--- THE PROBLEM ---
Copy the listing from the line containing "For every instance of the license" through the end of the listing, replacing "flatbed tow truck" with "flatbed wrecker" and leaving all else unchanged.

..........

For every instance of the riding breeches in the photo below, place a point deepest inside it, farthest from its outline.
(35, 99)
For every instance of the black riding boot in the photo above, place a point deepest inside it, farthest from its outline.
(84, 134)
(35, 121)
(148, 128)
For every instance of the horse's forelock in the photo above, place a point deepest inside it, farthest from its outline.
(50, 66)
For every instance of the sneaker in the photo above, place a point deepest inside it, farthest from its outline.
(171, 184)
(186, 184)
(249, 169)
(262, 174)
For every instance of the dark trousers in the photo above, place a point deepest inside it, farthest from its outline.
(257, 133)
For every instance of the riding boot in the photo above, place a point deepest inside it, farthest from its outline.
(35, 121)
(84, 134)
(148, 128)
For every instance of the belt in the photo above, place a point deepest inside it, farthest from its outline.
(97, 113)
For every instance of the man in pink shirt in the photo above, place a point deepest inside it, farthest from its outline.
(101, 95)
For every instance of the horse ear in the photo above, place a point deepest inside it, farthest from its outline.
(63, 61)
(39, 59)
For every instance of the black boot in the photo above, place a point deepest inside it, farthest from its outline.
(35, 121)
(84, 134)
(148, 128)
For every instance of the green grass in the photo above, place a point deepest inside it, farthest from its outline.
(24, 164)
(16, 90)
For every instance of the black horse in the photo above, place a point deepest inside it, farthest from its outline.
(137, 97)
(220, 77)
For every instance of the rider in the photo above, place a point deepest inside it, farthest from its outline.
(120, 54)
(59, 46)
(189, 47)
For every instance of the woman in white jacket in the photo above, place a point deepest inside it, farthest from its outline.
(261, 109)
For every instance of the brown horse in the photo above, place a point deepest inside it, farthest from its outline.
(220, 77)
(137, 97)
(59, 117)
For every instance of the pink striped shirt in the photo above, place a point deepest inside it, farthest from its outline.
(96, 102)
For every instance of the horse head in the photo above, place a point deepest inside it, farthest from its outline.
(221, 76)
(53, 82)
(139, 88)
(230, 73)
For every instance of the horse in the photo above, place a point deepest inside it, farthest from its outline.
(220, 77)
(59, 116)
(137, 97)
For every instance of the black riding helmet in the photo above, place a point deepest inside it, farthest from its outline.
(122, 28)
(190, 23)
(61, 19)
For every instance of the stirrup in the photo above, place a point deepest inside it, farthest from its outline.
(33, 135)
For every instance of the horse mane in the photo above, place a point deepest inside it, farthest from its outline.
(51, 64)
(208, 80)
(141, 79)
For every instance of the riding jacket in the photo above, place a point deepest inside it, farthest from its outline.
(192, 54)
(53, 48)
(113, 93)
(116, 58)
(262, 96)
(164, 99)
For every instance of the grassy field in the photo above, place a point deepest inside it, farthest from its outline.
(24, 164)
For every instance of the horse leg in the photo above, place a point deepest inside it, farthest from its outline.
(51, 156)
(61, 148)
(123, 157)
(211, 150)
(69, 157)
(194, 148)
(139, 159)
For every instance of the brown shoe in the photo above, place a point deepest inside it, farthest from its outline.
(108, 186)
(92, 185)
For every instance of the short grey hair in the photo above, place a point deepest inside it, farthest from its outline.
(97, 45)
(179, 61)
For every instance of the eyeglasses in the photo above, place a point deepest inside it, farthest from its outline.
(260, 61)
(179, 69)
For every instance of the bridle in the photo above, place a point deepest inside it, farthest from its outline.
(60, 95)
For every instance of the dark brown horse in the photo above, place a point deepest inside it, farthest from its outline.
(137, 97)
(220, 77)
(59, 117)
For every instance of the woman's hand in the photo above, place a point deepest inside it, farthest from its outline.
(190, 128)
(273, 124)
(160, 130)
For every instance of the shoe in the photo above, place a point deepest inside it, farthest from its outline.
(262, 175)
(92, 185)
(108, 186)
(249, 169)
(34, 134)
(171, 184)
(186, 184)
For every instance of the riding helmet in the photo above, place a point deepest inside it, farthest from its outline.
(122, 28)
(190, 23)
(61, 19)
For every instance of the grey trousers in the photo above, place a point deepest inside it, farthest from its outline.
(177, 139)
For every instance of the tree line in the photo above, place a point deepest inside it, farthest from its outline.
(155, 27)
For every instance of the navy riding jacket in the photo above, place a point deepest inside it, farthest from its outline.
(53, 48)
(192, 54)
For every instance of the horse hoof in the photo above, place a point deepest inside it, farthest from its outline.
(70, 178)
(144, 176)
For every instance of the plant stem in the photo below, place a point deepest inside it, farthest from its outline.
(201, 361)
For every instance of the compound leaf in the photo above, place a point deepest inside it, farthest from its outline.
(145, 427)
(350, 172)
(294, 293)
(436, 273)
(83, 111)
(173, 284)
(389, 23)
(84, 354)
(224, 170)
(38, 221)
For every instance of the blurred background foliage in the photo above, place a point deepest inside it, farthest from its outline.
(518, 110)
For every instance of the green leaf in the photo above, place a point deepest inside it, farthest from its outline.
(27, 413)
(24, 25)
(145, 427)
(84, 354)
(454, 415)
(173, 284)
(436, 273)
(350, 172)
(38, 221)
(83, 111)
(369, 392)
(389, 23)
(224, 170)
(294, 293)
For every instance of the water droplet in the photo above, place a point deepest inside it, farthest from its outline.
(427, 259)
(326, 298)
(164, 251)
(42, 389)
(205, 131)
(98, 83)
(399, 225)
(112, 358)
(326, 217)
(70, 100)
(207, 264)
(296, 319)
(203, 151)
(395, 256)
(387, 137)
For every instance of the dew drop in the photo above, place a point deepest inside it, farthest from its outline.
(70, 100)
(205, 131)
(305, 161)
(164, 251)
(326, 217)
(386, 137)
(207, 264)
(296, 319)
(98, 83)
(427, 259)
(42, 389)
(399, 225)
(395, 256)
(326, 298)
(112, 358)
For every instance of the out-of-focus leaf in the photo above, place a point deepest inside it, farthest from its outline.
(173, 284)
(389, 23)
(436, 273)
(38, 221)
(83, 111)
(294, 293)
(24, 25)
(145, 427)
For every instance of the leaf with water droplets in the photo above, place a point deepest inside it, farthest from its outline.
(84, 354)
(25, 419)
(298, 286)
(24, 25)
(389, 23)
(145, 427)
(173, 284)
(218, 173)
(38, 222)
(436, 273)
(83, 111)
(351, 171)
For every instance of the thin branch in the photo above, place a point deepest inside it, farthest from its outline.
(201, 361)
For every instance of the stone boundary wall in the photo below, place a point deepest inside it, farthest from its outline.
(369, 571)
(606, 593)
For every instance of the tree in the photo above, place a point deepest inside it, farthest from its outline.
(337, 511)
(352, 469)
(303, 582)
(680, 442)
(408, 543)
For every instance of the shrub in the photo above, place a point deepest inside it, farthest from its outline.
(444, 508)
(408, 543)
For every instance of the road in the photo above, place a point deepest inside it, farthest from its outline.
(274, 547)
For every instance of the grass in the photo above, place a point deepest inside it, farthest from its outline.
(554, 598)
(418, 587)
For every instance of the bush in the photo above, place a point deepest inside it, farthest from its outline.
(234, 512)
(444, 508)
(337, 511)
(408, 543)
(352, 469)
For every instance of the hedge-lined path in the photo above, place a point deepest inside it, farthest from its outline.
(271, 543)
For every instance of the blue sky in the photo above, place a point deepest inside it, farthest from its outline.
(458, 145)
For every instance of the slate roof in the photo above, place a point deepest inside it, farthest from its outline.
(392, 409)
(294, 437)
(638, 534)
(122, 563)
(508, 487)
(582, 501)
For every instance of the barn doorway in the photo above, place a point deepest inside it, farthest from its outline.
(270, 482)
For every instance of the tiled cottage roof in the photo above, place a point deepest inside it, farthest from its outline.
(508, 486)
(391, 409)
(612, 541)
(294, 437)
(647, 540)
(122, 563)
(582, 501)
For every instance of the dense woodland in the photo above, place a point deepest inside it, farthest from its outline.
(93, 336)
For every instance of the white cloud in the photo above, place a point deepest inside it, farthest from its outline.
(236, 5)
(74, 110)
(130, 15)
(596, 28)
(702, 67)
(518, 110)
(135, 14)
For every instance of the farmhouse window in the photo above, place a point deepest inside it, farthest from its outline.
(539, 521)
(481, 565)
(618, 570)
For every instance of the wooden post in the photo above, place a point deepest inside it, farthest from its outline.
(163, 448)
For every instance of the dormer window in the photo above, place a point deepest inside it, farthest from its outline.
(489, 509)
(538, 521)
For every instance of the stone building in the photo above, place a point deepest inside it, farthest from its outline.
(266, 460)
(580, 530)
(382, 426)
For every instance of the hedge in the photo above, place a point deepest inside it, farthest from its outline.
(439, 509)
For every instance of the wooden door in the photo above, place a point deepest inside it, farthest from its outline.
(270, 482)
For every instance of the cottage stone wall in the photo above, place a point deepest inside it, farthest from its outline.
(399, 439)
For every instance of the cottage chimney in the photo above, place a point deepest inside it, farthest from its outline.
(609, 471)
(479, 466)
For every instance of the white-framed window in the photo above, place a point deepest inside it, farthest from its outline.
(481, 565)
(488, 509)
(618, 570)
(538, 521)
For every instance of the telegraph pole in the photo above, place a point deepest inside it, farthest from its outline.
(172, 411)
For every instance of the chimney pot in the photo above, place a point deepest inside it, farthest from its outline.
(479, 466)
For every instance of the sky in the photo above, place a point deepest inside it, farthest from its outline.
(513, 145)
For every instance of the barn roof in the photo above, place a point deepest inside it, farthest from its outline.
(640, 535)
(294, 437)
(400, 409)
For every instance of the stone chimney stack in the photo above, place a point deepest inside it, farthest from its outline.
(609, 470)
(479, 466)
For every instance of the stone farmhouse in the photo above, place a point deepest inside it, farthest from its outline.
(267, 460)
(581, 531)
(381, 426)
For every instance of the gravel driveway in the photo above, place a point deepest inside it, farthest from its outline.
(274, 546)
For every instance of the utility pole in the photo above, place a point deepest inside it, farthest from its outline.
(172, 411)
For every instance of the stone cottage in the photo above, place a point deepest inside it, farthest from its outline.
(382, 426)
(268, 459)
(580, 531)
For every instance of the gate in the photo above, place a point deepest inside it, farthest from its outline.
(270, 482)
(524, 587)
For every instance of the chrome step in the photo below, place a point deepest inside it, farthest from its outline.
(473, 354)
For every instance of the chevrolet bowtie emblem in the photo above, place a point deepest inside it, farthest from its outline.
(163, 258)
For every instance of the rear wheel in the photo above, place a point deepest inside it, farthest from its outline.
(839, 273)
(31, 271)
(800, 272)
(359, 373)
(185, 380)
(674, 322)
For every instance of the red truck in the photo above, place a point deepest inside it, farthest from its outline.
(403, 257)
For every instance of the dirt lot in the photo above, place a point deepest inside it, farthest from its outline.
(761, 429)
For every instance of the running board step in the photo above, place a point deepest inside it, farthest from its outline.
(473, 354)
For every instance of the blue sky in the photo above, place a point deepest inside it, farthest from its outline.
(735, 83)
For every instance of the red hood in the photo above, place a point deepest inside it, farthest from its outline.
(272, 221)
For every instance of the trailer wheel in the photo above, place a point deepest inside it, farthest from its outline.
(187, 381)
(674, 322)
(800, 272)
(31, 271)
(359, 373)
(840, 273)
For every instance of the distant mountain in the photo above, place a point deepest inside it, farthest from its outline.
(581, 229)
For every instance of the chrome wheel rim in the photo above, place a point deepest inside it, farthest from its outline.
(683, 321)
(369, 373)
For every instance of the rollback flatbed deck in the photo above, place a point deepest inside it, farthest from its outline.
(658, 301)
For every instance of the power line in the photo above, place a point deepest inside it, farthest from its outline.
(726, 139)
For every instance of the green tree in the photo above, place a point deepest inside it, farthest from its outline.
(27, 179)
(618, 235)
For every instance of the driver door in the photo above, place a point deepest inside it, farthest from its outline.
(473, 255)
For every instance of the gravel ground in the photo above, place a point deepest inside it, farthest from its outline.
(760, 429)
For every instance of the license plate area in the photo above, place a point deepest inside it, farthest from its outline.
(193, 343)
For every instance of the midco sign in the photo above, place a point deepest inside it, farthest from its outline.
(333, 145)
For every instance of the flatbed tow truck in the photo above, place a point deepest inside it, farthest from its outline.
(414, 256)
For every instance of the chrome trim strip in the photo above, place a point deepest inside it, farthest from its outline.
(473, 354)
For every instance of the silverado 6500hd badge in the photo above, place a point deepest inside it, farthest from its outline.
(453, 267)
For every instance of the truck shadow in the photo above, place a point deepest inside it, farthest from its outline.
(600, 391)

..........

--- SOLUTION TO THE EXERCISE ---
For every instance of the license plate area in the photo above, place a point deepest inside it, farthest from its outline.
(193, 343)
For every instance of the midco sign in the photo above, place a point deepest inside it, farthest from its outline.
(333, 145)
For every instance of the flatbed wrecker in the photo above, place a point deepest inside it, farthest from its outline.
(414, 256)
For every instance of the chrome trim strip in the photo above, place a point deepest inside it, farthest from its outline.
(473, 354)
For every instance of the silverado 6500hd badge in the photo above, place a point deepest inside it, farthest from its outline.
(453, 267)
For every instance of the truck shadow in the photo above, place a point deepest inside it, farthest from its outline.
(600, 391)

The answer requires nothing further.